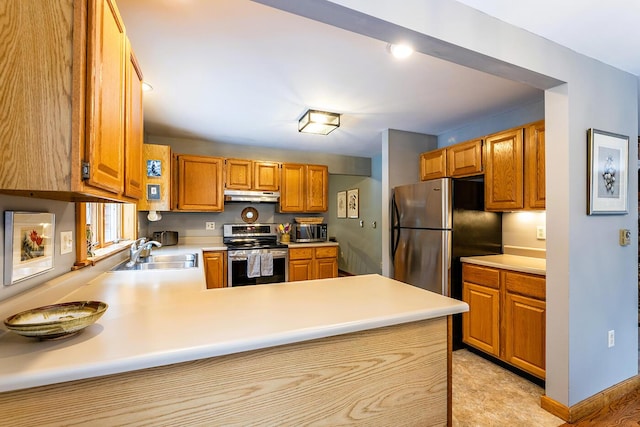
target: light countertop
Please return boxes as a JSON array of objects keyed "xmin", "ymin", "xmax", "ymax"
[
  {"xmin": 0, "ymin": 246, "xmax": 468, "ymax": 392},
  {"xmin": 460, "ymin": 254, "xmax": 547, "ymax": 276}
]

· · · · · · ·

Short problem: Please set out the lines of the items above as a Markdown table with the columns Row and Text, one line per row and no blank lines. Leave the pictures out.

Result of the task:
| Row | Text |
|---|---|
| 1 | target: light countertop |
| 2 | Please return boxes as a JSON array of objects keyed "xmin", "ymin", "xmax", "ymax" |
| 3 | [ |
| 4 |   {"xmin": 0, "ymin": 246, "xmax": 468, "ymax": 392}, |
| 5 |   {"xmin": 460, "ymin": 254, "xmax": 547, "ymax": 276} |
| 6 | ] |